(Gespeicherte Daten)
----------
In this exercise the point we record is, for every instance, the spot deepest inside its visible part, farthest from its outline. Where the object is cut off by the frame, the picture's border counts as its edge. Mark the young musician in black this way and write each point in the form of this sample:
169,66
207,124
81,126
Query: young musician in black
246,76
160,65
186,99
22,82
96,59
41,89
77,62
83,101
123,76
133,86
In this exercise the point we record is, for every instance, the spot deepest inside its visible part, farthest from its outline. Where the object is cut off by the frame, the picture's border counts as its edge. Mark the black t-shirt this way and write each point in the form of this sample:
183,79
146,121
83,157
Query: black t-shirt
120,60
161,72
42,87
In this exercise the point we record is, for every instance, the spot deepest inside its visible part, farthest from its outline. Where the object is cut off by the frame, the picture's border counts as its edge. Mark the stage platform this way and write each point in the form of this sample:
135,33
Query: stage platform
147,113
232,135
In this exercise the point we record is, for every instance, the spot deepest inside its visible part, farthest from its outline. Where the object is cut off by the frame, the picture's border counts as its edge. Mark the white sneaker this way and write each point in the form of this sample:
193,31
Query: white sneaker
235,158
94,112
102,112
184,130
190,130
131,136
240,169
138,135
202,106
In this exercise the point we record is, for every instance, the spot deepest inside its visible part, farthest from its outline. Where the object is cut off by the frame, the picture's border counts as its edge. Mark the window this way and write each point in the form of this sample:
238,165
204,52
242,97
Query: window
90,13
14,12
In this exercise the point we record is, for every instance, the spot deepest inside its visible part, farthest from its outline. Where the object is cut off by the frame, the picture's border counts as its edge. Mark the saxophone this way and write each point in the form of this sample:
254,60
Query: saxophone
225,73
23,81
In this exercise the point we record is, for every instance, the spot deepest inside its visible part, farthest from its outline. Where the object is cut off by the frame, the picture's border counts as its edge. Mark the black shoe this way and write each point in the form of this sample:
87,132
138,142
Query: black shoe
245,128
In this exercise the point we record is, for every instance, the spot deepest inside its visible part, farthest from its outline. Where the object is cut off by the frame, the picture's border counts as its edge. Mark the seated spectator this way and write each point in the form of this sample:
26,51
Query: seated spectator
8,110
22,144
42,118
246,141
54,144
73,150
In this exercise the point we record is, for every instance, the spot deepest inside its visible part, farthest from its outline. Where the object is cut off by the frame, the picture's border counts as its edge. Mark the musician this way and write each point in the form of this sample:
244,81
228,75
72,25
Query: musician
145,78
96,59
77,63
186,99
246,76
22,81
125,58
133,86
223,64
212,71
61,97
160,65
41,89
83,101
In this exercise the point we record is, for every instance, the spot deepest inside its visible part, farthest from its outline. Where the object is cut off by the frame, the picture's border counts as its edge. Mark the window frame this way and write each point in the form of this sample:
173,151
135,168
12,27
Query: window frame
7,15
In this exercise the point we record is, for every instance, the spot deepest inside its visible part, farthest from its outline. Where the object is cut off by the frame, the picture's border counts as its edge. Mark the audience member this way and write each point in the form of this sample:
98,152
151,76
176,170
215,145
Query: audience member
----------
#### DIE AUFGABE:
Stellen Sie sämtliche Einträge als JSON-Liste von Zeichenketten dar, je eine Zeichenkette pro Zeile. Leerzeilen lassen Sie dabei weg.

#### DIE ANTWORT:
[
  "In this exercise the point we record is, for every instance, the spot deepest inside its visible part, farthest from its outline. Where the object is cut off by the frame, the picture's border counts as its edge. Mark the young musician in black this way and write each point in the form of this sample:",
  "169,66",
  "207,124",
  "81,126",
  "Query: young musician in black",
  "246,76",
  "160,65",
  "186,99",
  "22,82",
  "96,59",
  "41,89",
  "77,62",
  "83,101",
  "123,76",
  "133,86",
  "In this exercise the point we record is, for every instance, the spot deepest inside its visible part, farthest from its outline. Where the object is cut off by the frame, the picture's border counts as its edge. Mark the black t-shirt this way and write each point in the form of this sample:",
  "183,79",
  "146,121",
  "83,157",
  "Query: black t-shirt",
  "120,60",
  "161,72",
  "42,87",
  "In this exercise the point we record is, for every instance, the spot deepest inside its visible part, farthest from its outline. Where the object is cut off by the frame, the picture's border counts as its edge. Mark the stage platform this way and write each point in the form of this sample:",
  "135,33",
  "Query: stage platform",
  "147,113",
  "232,135",
  "In this exercise the point we record is, for every instance, the spot deepest inside its visible part, farthest from its outline. Where the object is cut off by the frame, the picture's border counts as its edge. Mark the white sneaker this way and write each point in the form of this sample:",
  "193,31",
  "Query: white sneaker",
  "235,158",
  "94,112",
  "102,112",
  "184,130",
  "190,130",
  "131,136",
  "240,169",
  "138,135",
  "202,106",
  "In this exercise the point we record is, for every instance, the spot deepest inside its visible part, farthest from its outline. Where the object is cut off by the frame, the picture's border counts as its edge. Mark the window this way and write each point in the form of this sample:",
  "238,165",
  "204,52",
  "242,97",
  "Query: window",
  "90,13",
  "14,12",
  "In this exercise the point we record is, for every instance, the spot deepest inside its visible part, farthest from its outline. Where the object is cut off by the frame, the picture's border counts as its edge. Mark the saxophone this way and write each point in the form of this sample:",
  "254,60",
  "Query: saxophone",
  "225,73",
  "23,81",
  "In this exercise the point we record is, for every instance, the spot deepest inside its visible part, farthest from its outline. Where the object is cut off by the frame, the picture's border counts as its edge. Mark the black shoe this way and write each point in the form of this sample:",
  "87,132",
  "138,142",
  "Query: black shoe",
  "245,128",
  "In this exercise the point we record is, for every instance, the spot deepest inside its visible part, farthest from its outline. Where the object is cut off by the frame, the picture's border counts as its edge. Mark the seated spectator this way and write each point in the form of this sample:",
  "26,51",
  "Query: seated spectator",
  "8,110",
  "22,144",
  "42,118",
  "246,141",
  "54,144",
  "73,150",
  "In this exercise the point we record is, for every instance, the spot deepest inside its visible part, farthest from its outline. Where the object is cut off by the frame, the picture's border counts as its edge. Mark the musician this way and write each point in the form of this sample:",
  "244,81",
  "228,75",
  "72,25",
  "Query: musician",
  "145,78",
  "96,59",
  "77,63",
  "186,99",
  "246,76",
  "22,81",
  "125,58",
  "133,86",
  "223,64",
  "212,71",
  "61,97",
  "160,65",
  "41,89",
  "83,101",
  "In this exercise the point we record is, for every instance, the spot deepest inside its visible part, farthest from its outline. Where the object is cut off by the frame, the picture's border counts as its edge. Mark the window frame this way and write each point in the form of this sample:",
  "173,151",
  "135,168",
  "12,27",
  "Query: window frame",
  "7,15",
  "In this exercise the point we record is, for every instance, the spot deepest inside its visible part, farthest from its outline. Where the object is cut off by the frame, the picture's border counts as its edge. Mark the audience member this way and write each point in the form of this sample:",
  "98,152",
  "151,76",
  "176,170",
  "215,145",
  "Query: audience member"
]